▶ **Task details**:
Give the lines below as a two-column CSV with the headers "line" and "answer". Write one row for each line, with its text and its answer in separate quoted fields and line breaks turned into spaces.

—————

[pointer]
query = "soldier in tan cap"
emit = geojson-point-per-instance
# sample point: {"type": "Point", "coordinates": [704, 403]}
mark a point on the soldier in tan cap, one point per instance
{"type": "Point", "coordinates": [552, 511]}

—————

▶ **Finished exercise**:
line,answer
"[pointer] query = ""soldier in tan cap"" emit = geojson-point-per-instance # sample point: {""type"": ""Point"", ""coordinates"": [704, 403]} mark a point on the soldier in tan cap, one point per instance","{""type"": ""Point"", ""coordinates"": [552, 511]}"